== DIRECTIONS ==
Please continue the account below of a night of low blood sugar with diabetes, starting right after its final sentence.

*** Opening of TEXT BLOCK ***

Now you wait. You’re exhausted, because, hey first off its 3am and you should be asleep. Then you’re body has just done the equivalent of a marathon panic attack and you’re afraid to go back to sleep because you may go into a coma. You check your sugars again, and in 15 minutes from when you ate everything in your fridge you’re sugars are only at 95. Well that’s what you want them to be so you think it’s ok to try and get back to sleep, you don’t fall into a deep sleep because you’re still hyperaware of your body. So you doze till the alarm goes off at 6am. Your mouth feels like you ate your pillow and well, that’s a possibility because you really aren’t paying attention to what you’re shoving in your mouth during a low, so you down a bottle of water. I have a mini fridge in my room and reach for one before I’ve even gotten out of bed.  But what’s going on is that you’ve actually not processed all the sugar you ate during the night and when you check your morning sugars it’s over 300. You hang your head in shame. You berate yourself for doing this. You know better. You don’t need anyone else commenting on it. So now you adjust your morning insulin based on your sugar levels and wait till you know what you’re going to have for breakfast for the rest. Yay! More shots, or in my case extra pumping.

*** Close of TEXT BLOCK ***
*** Opening of INFORMATION SUPPLIED ***

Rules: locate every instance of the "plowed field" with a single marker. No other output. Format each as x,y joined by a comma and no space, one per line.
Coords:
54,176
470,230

*** Close of INFORMATION SUPPLIED ***

== OUTPUT FOR THIS TASK ==
This is something that happens to me 3 or 4 times a month.

Since I’ve been diagnosed I’ve been near death at least 8 times. Hospitalized for DKA. I have woken up in ICU with an IV in my chest because they couldn’t get my veins from dehydration. I’ve had severe diabetic retinopathy where I was pretty sure I was going to go blind. I’ve had to give up theater because I can’t stand for long periods of time and have short term memory issues. I’ve had severe swelling in my legs to the point that I felt my skin was going to tear apart. I’ve had a collapsed lung and severe pneumonia. I’ve had ER doctors say to me ‘How the hell are you not dead?’ I joke and make light of it, again ‘gallows humor’. I have depression and have often thought ‘if I just take too much insulin I can fix this permanently’.

I think most of you have heard of the ‘spoon theory’ and have a basic knowledge that people with chronic diseases of which I have TWO, have only a limited supply of energy each day and we never know how much until we wake up. How much energy do you think I have after a 3am low? None.

I am a ‘pull yourself up by the bootstraps’ kind of person, I hate whiners and I hate to whine. I’ve had to do for myself my whole life. And while I’ve got a few friends who ‘get it’ there is a world of people out there who don’t. I persevere and push through as best I can. I have no other choice. There is never a day off. There is never a ‘good day’.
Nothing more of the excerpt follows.